NNUH stroke team. Photo: NNUH

NNUH stroke team. Photo: NNUH

NNUH

The Norfolk and Norwich University Hospital (NNUH), Norfolk Community Health and Care (NCHC), the Stroke Association and Different Strokes held an event to help raise awareness of the support available for people who have been affected by stroke and transient ischaemic attack (TIA).

The event, on May 23 at the hospital, also saw NNUH colleagues raising funds for the hospital charity and the Stroke Association through a sponsored bike ride and bake sale.

NNUH and NCHC teams were on hand to share information about stroke services at the hospital and in the community.

They also publicised what research is currently taking place and how people can get involved. The Stroke Association and Different Strokes also spoke with members of the public about how they can support patients.

Dr Paddy Sutton, service director for stroke at NNUH, said: “As a trust, we are committed to provide the best possible care for our patients who have been affected by stroke. The event was a fantastic opportunity to highlight our stroke services at NNUH and to help promote the work of the Stroke Association, who support patients after they have had a stroke and once they have been discharged from hospital.”
---*---
YOUR GOAL:
Can you duplicate the passage of the stroke awareness article that opens with the words containing "The event, on" and closes with "and bake sale."? The records come from a separate source.

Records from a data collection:
---*---
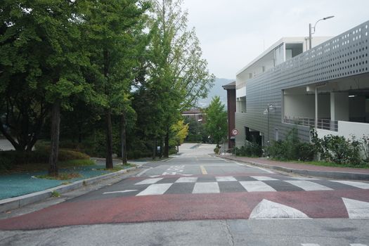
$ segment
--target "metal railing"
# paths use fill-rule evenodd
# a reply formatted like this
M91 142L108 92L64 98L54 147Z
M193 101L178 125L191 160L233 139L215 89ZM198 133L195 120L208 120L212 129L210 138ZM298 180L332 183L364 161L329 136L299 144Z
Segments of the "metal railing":
M285 117L285 123L315 127L315 119L308 117ZM318 119L318 129L338 131L338 121L329 119Z

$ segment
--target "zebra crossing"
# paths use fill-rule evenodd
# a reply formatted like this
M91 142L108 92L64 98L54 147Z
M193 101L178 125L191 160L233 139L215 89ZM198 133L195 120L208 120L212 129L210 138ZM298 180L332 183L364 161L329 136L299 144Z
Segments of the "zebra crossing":
M148 176L131 183L126 190L104 194L157 195L173 193L209 194L232 192L330 191L368 190L369 183L358 181L314 179L281 176Z
M302 243L302 246L321 246L321 245L317 243ZM367 245L363 245L361 243L350 243L350 246L368 246Z
M135 186L148 185L136 195L163 195L169 189L179 190L181 184L192 187L193 194L220 193L233 190L245 192L276 192L276 191L318 191L338 189L369 189L369 183L347 181L325 181L309 179L302 180L281 180L274 177L263 176L219 176L208 177L185 176L176 178L150 178L136 183ZM293 178L292 178L293 179ZM322 184L321 183L323 183ZM187 189L186 190L188 190ZM173 191L173 190L172 190Z

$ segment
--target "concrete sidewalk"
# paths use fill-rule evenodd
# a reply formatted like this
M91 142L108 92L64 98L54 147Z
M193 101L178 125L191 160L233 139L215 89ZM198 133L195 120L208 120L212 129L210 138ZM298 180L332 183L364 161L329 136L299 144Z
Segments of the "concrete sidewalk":
M329 179L369 180L369 169L316 166L303 163L279 162L266 158L235 157L233 155L218 155L218 157L297 174Z

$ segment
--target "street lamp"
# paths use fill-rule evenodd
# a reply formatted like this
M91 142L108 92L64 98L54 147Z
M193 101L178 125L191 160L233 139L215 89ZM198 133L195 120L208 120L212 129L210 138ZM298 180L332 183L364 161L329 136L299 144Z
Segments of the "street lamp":
M269 145L269 140L270 140L269 139L269 113L271 112L274 112L275 108L276 107L273 104L268 103L268 105L266 106L266 108L263 112L263 115L268 115L268 142L267 142L268 146Z
M321 20L325 20L328 19L332 18L333 17L335 17L335 15L327 16L327 17L323 18L323 19L318 20L316 22L315 22L315 25L313 27L311 27L311 23L309 23L309 49L311 48L311 39L312 39L311 35L315 33L315 27L316 26L316 24L318 24L318 22L320 22Z

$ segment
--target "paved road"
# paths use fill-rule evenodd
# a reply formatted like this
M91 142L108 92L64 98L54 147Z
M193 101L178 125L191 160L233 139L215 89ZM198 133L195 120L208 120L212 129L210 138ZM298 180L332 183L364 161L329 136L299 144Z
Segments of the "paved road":
M369 245L369 183L287 176L193 147L114 185L1 220L0 229L18 231L0 232L0 244Z

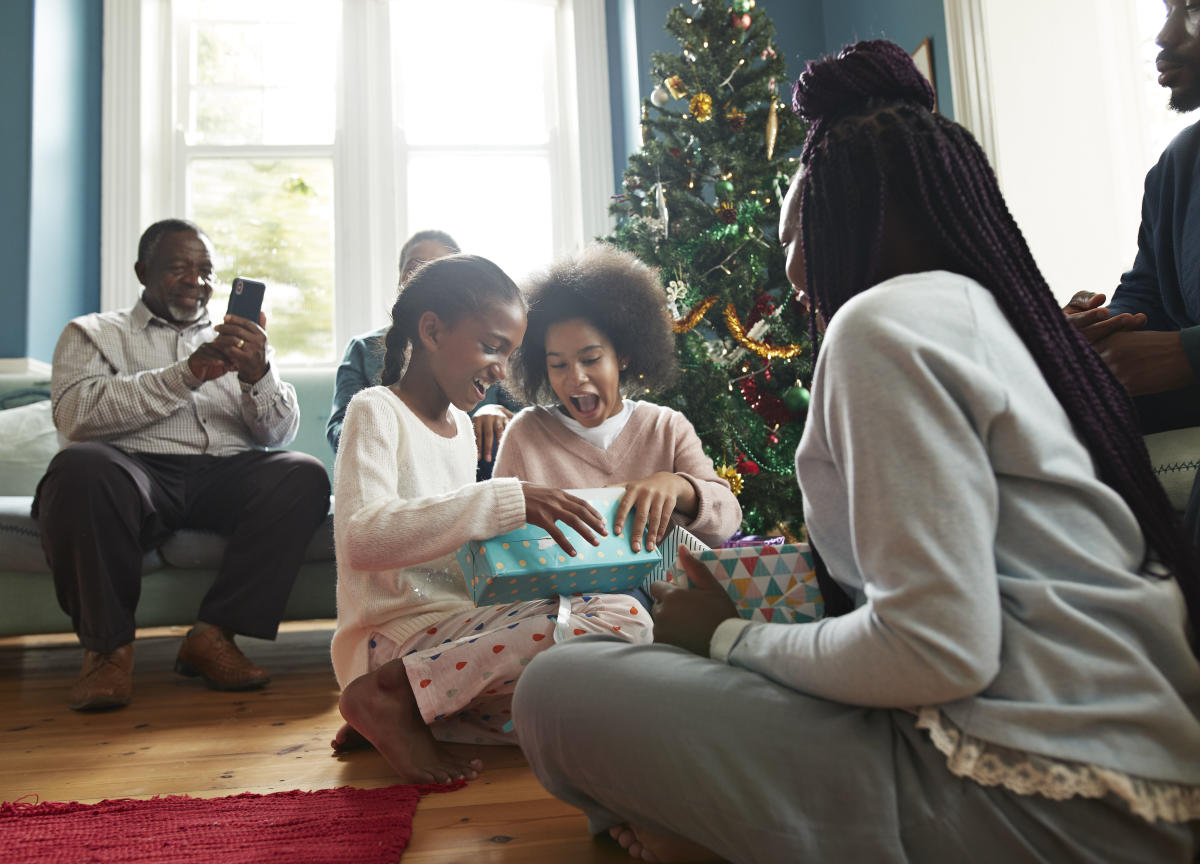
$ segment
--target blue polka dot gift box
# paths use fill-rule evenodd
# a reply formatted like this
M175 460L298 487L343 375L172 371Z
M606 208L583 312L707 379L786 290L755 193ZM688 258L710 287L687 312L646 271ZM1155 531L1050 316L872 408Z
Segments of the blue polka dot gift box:
M558 527L575 547L571 557L554 542L545 528L524 524L516 530L491 538L472 540L455 551L467 593L476 606L540 600L560 594L619 594L647 583L666 578L674 564L679 542L692 548L707 548L682 528L674 528L662 545L653 552L630 548L634 514L625 518L622 533L613 533L613 518L624 488L568 490L588 502L604 516L607 536L593 546L574 529L559 522Z
M824 614L808 544L704 550L697 558L730 595L743 618L800 624ZM671 578L689 587L682 568L676 568Z

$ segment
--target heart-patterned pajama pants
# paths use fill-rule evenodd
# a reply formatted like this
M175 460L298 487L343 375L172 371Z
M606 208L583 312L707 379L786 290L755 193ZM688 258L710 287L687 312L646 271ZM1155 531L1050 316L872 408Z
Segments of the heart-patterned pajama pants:
M653 641L650 616L628 594L568 598L560 632ZM534 655L554 644L559 601L481 606L450 616L397 646L371 634L368 668L402 658L421 716L439 740L516 744L512 690Z

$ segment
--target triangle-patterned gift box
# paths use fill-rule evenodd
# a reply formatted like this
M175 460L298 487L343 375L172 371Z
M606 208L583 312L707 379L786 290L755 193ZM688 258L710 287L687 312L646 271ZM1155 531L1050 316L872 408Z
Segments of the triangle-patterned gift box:
M728 593L743 618L800 624L824 613L808 544L704 550L697 556ZM674 581L688 586L682 568Z

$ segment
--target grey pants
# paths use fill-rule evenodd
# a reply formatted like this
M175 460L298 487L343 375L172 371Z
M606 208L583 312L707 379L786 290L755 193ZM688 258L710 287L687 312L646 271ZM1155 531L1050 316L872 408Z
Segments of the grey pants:
M950 774L916 719L804 696L668 646L582 637L526 668L514 715L542 785L733 862L1190 863L1200 823Z

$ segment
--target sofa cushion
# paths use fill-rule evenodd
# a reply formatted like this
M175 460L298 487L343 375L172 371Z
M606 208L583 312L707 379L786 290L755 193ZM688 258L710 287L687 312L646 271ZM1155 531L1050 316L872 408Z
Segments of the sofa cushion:
M172 534L158 552L163 560L178 568L204 568L215 570L224 554L226 538L222 534L185 528ZM334 560L334 514L330 511L308 541L306 562Z
M1200 467L1200 426L1156 432L1145 438L1154 475L1176 510L1186 510Z
M49 400L0 410L0 496L31 496L59 451Z
M0 496L0 566L49 576L50 568L42 553L42 534L29 515L32 503L29 496ZM142 572L161 566L162 558L157 552L146 552L142 557Z

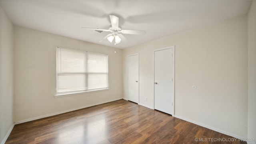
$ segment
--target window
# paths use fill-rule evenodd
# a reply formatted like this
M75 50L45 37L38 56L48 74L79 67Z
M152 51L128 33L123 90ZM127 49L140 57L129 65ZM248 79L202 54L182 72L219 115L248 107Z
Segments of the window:
M106 89L108 55L57 48L57 95Z

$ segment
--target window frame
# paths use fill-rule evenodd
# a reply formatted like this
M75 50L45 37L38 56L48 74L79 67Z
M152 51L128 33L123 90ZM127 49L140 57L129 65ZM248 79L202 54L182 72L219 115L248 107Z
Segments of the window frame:
M94 72L64 72L64 73L58 73L58 48L60 48L60 49L66 49L66 50L73 50L73 51L78 51L78 52L84 52L87 55L87 54L88 54L88 53L92 53L92 54L101 54L101 55L106 55L107 56L107 64L108 64L108 72L107 73L101 73L102 74L106 74L107 75L107 78L108 78L108 87L106 87L106 88L98 88L98 89L92 89L92 90L78 90L78 91L68 91L68 92L58 92L58 75L60 75L60 74L84 74L85 75L85 76L86 77L88 77L88 75L89 74L100 74L101 73L94 73ZM88 61L88 56L86 57L86 62ZM108 55L107 54L101 54L101 53L96 53L96 52L88 52L87 51L83 51L83 50L74 50L74 49L70 49L70 48L63 48L63 47L56 47L56 94L54 95L54 97L56 98L58 98L58 97L64 97L64 96L71 96L71 95L76 95L76 94L81 94L82 93L92 93L92 92L101 92L101 91L106 91L106 90L109 90L109 78L108 77ZM87 66L88 64L86 63L86 66ZM88 79L86 79L86 80L88 80ZM88 80L86 80L86 81L85 82L86 82L86 85L88 85Z

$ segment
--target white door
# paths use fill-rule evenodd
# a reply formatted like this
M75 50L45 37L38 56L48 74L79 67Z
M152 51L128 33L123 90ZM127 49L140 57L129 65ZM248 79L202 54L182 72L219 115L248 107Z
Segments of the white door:
M156 50L154 54L154 108L173 114L173 48Z
M128 100L139 102L139 55L127 56Z

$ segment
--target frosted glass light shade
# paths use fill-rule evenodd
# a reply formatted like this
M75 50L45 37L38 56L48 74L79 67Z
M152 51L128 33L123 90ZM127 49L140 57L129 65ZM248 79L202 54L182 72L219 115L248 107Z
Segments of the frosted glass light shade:
M119 38L118 36L115 36L115 42L116 42L116 44L119 44L121 42L121 38Z

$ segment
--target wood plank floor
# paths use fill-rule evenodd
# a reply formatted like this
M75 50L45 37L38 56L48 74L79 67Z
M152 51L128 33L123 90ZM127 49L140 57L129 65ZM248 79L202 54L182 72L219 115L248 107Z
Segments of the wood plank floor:
M16 125L6 144L246 144L231 138L121 100Z

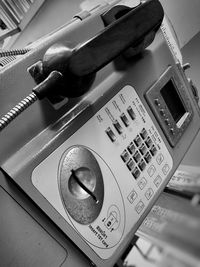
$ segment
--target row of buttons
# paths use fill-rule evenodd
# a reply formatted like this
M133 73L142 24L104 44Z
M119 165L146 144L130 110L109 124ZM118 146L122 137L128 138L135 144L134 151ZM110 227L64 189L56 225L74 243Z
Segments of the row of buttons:
M132 120L135 120L136 118L136 115L135 115L135 112L133 111L132 107L129 106L127 108L127 113L129 114L129 117L132 119ZM130 125L130 121L128 119L128 117L126 116L126 114L123 112L121 115L120 115L120 119L121 121L123 122L123 124L125 125L125 127L128 127ZM115 128L115 130L117 131L118 134L122 134L123 133L123 127L122 125L119 123L118 120L115 120L113 122L113 126ZM106 129L106 134L108 135L109 139L112 141L112 142L115 142L117 137L114 133L114 131L111 129L111 127L108 127Z
M143 183L143 186L145 186L147 184L147 182L145 181L146 179L143 177L141 179L141 184ZM159 185L161 184L162 182L162 178L160 175L157 175L156 178L154 179L154 184L156 187L159 187ZM147 189L147 191L145 192L145 197L147 200L149 200L152 196L153 196L154 192L153 192L153 189L150 187ZM128 195L127 199L128 201L133 204L133 202L136 200L136 198L138 197L138 194L136 193L135 190L132 190L130 192L130 194Z

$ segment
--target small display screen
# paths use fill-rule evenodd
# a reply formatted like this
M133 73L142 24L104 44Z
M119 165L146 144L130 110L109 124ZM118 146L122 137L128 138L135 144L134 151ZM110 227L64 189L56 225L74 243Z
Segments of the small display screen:
M186 113L183 102L172 80L167 82L160 91L174 121L177 123Z

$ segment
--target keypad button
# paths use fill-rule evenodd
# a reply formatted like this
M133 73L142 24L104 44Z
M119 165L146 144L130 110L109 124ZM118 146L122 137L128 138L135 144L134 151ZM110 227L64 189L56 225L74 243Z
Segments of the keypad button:
M156 176L155 180L153 181L156 187L159 187L159 185L162 182L162 178L160 175Z
M136 144L137 147L139 147L142 144L142 139L139 135L136 136L134 139L134 143Z
M144 202L142 202L141 200L138 202L138 204L135 206L135 210L138 214L140 214L142 212L142 210L144 209Z
M140 168L141 171L144 171L146 163L143 159L138 163L138 167Z
M132 204L137 198L137 193L132 190L131 193L128 195L127 199Z
M145 140L148 136L147 130L145 128L142 129L140 136L142 137L143 140Z
M135 153L135 145L131 142L130 145L127 147L130 154Z
M127 150L124 150L121 154L121 158L124 162L127 162L130 159L130 155Z
M145 144L147 145L148 148L150 148L151 145L153 144L153 142L152 142L152 140L151 140L151 138L149 136L147 137L147 140L145 141Z
M145 192L145 197L147 200L149 200L153 196L153 189L148 188L147 191Z
M146 161L146 163L149 163L151 161L151 155L149 152L147 152L144 156L144 159Z
M106 129L106 134L107 134L107 136L110 138L110 140L111 140L112 142L115 142L115 140L116 140L116 136L115 136L114 132L112 131L112 129L111 129L110 127L108 127L108 128Z
M135 160L136 163L138 163L141 159L141 155L138 151L135 152L135 154L133 155L133 158Z
M127 108L127 112L128 112L128 114L129 114L129 116L131 117L131 119L132 119L132 120L135 120L136 115L135 115L135 112L133 111L133 109L132 109L131 106L129 106L129 107Z
M127 165L128 169L131 171L131 170L134 168L135 163L134 163L134 161L133 161L132 159L130 159L130 160L127 162L126 165Z
M142 177L142 179L138 182L138 186L141 190L145 188L146 184L147 180L144 177Z
M157 148L154 145L150 148L150 153L151 153L152 156L155 156L156 155Z
M132 171L132 175L135 179L137 179L140 176L140 171L137 167Z
M154 100L154 103L155 103L155 105L158 106L158 107L161 106L160 101L159 101L158 98L156 98L156 99Z
M167 175L167 173L169 172L169 165L165 164L164 167L162 168L162 172L164 175Z
M154 173L156 172L156 168L154 165L151 165L148 170L147 170L148 174L150 177L152 177L154 175Z
M114 125L115 129L117 130L118 134L123 133L123 128L117 120L113 123L113 125Z
M146 148L146 146L145 146L144 144L142 144L142 145L140 146L139 150L140 150L140 153L141 153L142 155L144 155L144 154L146 153L146 151L147 151L147 148Z
M164 160L164 156L162 153L159 153L158 156L156 157L156 161L158 163L158 165L160 165Z
M129 126L129 120L128 120L127 116L124 113L122 113L120 118L121 118L122 122L124 123L124 125L126 127L128 127Z

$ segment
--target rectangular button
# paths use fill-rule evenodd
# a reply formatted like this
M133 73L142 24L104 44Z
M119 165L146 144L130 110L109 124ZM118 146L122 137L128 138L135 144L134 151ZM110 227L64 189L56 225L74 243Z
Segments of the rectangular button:
M135 115L135 112L133 111L133 109L132 109L131 106L129 106L129 107L127 108L127 112L128 112L128 114L129 114L129 116L131 117L131 119L132 119L132 120L135 120L136 115Z
M114 121L113 125L114 125L115 129L117 130L118 134L123 133L123 128L117 120Z
M129 126L129 120L128 120L128 118L126 117L126 115L125 115L124 113L122 113L122 115L120 116L120 118L121 118L122 122L124 123L124 125L125 125L126 127L128 127L128 126Z
M121 158L124 162L127 162L130 158L128 151L124 150L121 154Z
M106 129L106 133L107 133L107 136L110 138L110 140L111 140L112 142L115 142L115 140L116 140L116 136L115 136L114 132L112 131L112 129L111 129L110 127L108 127L108 128Z

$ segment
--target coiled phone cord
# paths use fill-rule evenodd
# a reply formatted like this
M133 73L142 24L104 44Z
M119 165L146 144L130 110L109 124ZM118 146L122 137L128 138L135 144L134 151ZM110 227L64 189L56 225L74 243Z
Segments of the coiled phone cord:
---*---
YOUR SOLUTION:
The event, on May 23 at the hospital, also saw NNUH colleagues raising funds for the hospital charity and the Stroke Association through a sponsored bike ride and bake sale.